**What the task asks:**
Present every line of the records below as a numbered list, leaving out any blank lines.

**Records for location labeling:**
## begin

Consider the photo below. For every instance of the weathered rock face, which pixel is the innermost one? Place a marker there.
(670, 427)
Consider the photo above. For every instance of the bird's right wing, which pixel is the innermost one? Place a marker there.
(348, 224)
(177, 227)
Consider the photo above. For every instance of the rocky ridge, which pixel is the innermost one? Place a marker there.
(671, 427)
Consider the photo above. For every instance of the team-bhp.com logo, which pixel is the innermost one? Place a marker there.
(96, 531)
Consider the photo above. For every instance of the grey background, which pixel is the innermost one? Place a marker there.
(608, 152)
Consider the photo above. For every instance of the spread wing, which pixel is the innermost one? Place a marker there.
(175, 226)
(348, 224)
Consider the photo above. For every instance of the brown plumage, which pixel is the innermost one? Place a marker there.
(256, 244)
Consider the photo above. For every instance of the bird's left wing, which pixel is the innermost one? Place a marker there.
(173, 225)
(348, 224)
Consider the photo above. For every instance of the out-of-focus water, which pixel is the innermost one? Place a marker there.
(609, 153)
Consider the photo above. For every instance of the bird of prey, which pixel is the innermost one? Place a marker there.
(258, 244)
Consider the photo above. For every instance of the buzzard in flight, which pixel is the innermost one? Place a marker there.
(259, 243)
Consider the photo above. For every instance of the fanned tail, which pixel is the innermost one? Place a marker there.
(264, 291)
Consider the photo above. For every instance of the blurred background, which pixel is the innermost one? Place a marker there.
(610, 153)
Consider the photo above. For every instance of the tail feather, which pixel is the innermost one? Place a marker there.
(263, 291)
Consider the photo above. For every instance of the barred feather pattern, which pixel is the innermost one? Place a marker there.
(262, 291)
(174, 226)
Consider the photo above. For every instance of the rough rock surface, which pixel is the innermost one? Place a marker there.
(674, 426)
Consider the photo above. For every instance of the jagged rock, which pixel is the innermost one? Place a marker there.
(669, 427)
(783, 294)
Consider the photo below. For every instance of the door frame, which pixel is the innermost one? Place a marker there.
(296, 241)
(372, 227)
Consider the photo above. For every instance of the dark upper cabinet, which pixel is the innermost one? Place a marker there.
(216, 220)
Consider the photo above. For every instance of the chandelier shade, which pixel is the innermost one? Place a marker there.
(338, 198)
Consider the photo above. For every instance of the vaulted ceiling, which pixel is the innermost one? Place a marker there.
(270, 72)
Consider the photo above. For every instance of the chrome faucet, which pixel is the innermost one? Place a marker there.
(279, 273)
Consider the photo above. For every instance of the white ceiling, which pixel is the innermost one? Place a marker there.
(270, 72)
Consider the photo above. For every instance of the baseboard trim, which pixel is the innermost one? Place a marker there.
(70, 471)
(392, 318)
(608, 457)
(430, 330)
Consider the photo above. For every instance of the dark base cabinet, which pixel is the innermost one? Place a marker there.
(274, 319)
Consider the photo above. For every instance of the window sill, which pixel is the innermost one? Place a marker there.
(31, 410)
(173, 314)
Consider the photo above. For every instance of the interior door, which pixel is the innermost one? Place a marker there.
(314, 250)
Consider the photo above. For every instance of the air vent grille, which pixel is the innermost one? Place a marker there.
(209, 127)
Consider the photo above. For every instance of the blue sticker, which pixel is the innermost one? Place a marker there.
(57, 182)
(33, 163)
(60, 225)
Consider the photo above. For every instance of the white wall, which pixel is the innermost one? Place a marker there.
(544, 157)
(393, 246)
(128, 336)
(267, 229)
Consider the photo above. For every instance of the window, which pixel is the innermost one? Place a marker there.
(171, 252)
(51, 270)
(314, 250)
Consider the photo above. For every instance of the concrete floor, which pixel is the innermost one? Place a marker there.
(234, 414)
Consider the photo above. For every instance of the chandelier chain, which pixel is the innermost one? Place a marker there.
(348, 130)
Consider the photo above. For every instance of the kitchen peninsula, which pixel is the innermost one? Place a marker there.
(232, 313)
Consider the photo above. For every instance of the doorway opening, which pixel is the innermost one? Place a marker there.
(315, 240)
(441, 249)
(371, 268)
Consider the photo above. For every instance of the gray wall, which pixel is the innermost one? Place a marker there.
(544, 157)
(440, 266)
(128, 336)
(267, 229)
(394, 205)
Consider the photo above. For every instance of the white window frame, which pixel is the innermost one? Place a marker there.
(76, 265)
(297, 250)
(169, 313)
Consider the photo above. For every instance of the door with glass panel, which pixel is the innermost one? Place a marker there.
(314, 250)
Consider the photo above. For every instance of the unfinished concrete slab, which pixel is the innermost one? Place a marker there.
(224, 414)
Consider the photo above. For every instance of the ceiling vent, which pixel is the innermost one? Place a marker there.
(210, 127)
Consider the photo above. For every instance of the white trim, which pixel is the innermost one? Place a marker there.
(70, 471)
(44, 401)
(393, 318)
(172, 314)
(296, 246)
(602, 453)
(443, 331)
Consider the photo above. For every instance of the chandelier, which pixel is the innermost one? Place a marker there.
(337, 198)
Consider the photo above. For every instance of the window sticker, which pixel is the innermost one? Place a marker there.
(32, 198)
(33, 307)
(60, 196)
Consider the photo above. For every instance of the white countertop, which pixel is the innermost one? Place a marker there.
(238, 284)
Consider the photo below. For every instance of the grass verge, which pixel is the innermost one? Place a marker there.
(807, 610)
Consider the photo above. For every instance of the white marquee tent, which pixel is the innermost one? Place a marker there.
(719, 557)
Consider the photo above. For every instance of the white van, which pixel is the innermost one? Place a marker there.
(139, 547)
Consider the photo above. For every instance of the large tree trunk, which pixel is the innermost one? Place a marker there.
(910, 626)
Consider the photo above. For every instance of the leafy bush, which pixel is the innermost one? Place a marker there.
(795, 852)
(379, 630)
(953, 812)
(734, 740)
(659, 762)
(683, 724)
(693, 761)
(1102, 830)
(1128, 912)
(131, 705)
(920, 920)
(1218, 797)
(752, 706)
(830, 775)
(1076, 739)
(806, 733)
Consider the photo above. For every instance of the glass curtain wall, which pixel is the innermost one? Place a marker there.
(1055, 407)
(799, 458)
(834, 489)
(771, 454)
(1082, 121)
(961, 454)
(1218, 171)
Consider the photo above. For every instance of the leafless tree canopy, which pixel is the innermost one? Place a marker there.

## end

**Task answer:**
1. Consider the photo below. For every instance of the weathered rock face, which pixel is the innermost one? Place a marker there.
2. (670, 427)
3. Consider the photo above. For every instance of the bird's right wing, which pixel is the innermost one? Place a marker there.
4. (348, 224)
5. (177, 227)
6. Consider the photo above. For every instance of the rocky ridge, which pixel is the innermost one? Place a marker there.
7. (671, 427)
8. Consider the photo above. For every instance of the team-bhp.com logo, which pixel is the innermost one? Place a marker there.
9. (96, 531)
10. Consider the photo above. For every instance of the grey background, which pixel is the innermost one? Place a marker there.
11. (608, 152)
12. Consider the photo above. For every instance of the spread wing, which pixel is the innermost one? Place a marker there.
13. (175, 226)
14. (348, 224)
15. Consider the photo above. For every instance of the brown plumage, which pixel is the innermost one? Place a marker there.
16. (256, 244)
17. Consider the photo above. For every instance of the bird's left wing, which pixel is the innermost one? Place a marker there.
18. (173, 225)
19. (348, 224)
20. Consider the photo above. For every instance of the out-of-focus water, which pixel is the innermost one? Place a marker there.
21. (609, 153)
22. Consider the photo above. For every instance of the bird of prey, which pixel is the innermost one? Place a marker there.
23. (258, 244)
24. Consider the photo above. For every instance of the buzzard in flight, which pixel is the innermost one? Place a marker there.
25. (259, 243)
26. Consider the photo above. For every instance of the fanned tail, which pixel is the innermost one? Place a marker there.
27. (264, 291)
28. Consider the photo above. For every instance of the blurred background, which pixel is the innermost one? Place a marker there.
29. (610, 153)
30. Consider the photo above. For every instance of the tail feather, which pixel is the innermost one? Place a marker there.
31. (263, 291)
32. Consider the photo above. For every instance of the barred feather pattern, which pixel is the innermost one? Place a marker there.
33. (262, 291)
34. (174, 226)
35. Consider the photo above. For every instance of the rough rock surface, which pixel is the innermost one? Place a marker there.
36. (674, 426)
37. Consider the photo above. For every instance of the jagged rock, which pixel is the innermost one? Place a marker there.
38. (669, 427)
39. (783, 294)
40. Consider the photo below. For every instance of the door frame, which pixel is the innermost one? Place a marker there.
41. (296, 241)
42. (372, 227)
43. Consider the photo above. For every instance of the dark upper cabinet, which pixel is the innermost one? Place a marker there.
44. (216, 220)
45. Consider the photo above. For every instance of the chandelier shade, which pixel is the innermost one? Place a marker there.
46. (338, 198)
47. Consider the photo above. For every instance of the vaulted ceiling, which pixel is the innermost one? Place a marker there.
48. (270, 72)
49. Consider the photo above. For every instance of the chrome faucet, which pixel is the innermost one? Place a marker there.
50. (279, 273)
51. Consider the photo above. For every instance of the white ceiling, which pixel is the innermost one? Place a marker there.
52. (270, 72)
53. Consider the photo above. For every instance of the baseboard trim, which pixel is the innermost one? Place a marker there.
54. (70, 471)
55. (392, 318)
56. (608, 457)
57. (430, 330)
58. Consider the photo above. For every instance of the dark base cabinet, which pixel is the innermost one? Place a marker there.
59. (274, 319)
60. Consider the photo above. For every instance of the window sill, which pixel is the innermost one? Place a marker there.
61. (31, 410)
62. (173, 314)
63. Consider the photo above. For every instance of the interior door, which pixel is the innermost one? Place a marker there.
64. (314, 250)
65. Consider the photo above. For every instance of the air vent grille, which pixel is the innermost one? Place a marker there.
66. (209, 127)
67. Consider the photo above. For every instance of the blue sticker, which pixel is the innermost one? Place a marker there.
68. (57, 182)
69. (33, 163)
70. (60, 225)
71. Consider the photo above. For every instance of the white wall, which pixel is the innermost one? Place a marker there.
72. (544, 157)
73. (393, 246)
74. (128, 336)
75. (267, 229)
76. Consider the photo above. For every instance of the window, which pixel is the innermost one? Place a marker there.
77. (171, 252)
78. (51, 270)
79. (314, 250)
80. Consider the photo above. For every instance of the concrete floor, which pixel is the innermost one? Place a marker there.
81. (234, 414)
82. Consider the photo above. For every instance of the chandelier chain, which pixel is the innermost one? Place a marker there.
83. (348, 130)
84. Consider the photo above. For every instance of the kitchen peninsula, which pixel is the innermost one? Place a marker there.
85. (232, 313)
86. Consider the photo above. For every instance of the doorway opening, which pixel is the innermost one? Place a marker there.
87. (315, 240)
88. (441, 249)
89. (371, 268)
90. Consider the photo above. For every instance of the gray wall, which pixel is the innermost one? Place a marker there.
91. (544, 157)
92. (440, 266)
93. (128, 336)
94. (267, 229)
95. (394, 205)
96. Consider the photo above. For every instance of the white window frame, which pixel is the innermost one? Place a marker there.
97. (76, 265)
98. (297, 250)
99. (169, 313)
100. Consider the photo above. For every instance of the door with glass panel, which pixel is the innermost one? Place a marker there.
101. (314, 250)
102. Consider the photo above. For every instance of the unfinished concrete slab, which pixel is the innermost one? Place a marker there.
103. (224, 414)
104. Consider the photo above. For every instance of the ceiling vent, which pixel is the innermost one? Place a marker there.
105. (210, 127)
106. Consider the photo above. For every instance of the white trim, which pixel is the innermost one? Place a marker there.
107. (70, 471)
108. (44, 401)
109. (393, 318)
110. (172, 314)
111. (296, 246)
112. (602, 453)
113. (443, 331)
114. Consider the photo above. For every instance of the chandelier, which pixel is the innermost one? Place a marker there.
115. (337, 198)
116. Consider the photo above. For every instance of the window sticker, which pixel is the innermost one? Place a marker there.
117. (32, 198)
118. (33, 307)
119. (60, 196)
120. Consider the photo above. For every instance of the white countertop, which pixel is the innermost one? Place a marker there.
121. (238, 284)
122. Consider the photo below. For every instance of the grass verge, which pixel is the innermost one? Place a marker there.
123. (807, 610)
124. Consider the photo above. For every instance of the white marquee tent, which pixel is the innermost one? Place a marker there.
125. (719, 557)
126. Consider the photo above. For every instance of the white van, which pixel is the innermost one? Place a marker there.
127. (139, 547)
128. Consider the photo above. For every instance of the large tree trunk, which pixel is the innermost one? Place a marker there.
129. (910, 626)
130. Consider the photo above. For every instance of the leafy bush, which pixel is the innermost one? Place a marker there.
131. (795, 852)
132. (379, 630)
133. (953, 812)
134. (734, 740)
135. (659, 762)
136. (683, 724)
137. (693, 761)
138. (1102, 830)
139. (1128, 912)
140. (131, 705)
141. (920, 920)
142. (1218, 797)
143. (752, 706)
144. (830, 775)
145. (1076, 739)
146. (806, 733)
147. Consider the photo above. For every instance of the glass curtain wall, which pixel is the innermost one? Place a marker there.
148. (1055, 407)
149. (799, 458)
150. (834, 489)
151. (771, 454)
152. (1082, 121)
153. (961, 454)
154. (1218, 171)
155. Consider the photo above. For every instance of the leafless tree canopy, which pixel is the innermost one? Place a marker there.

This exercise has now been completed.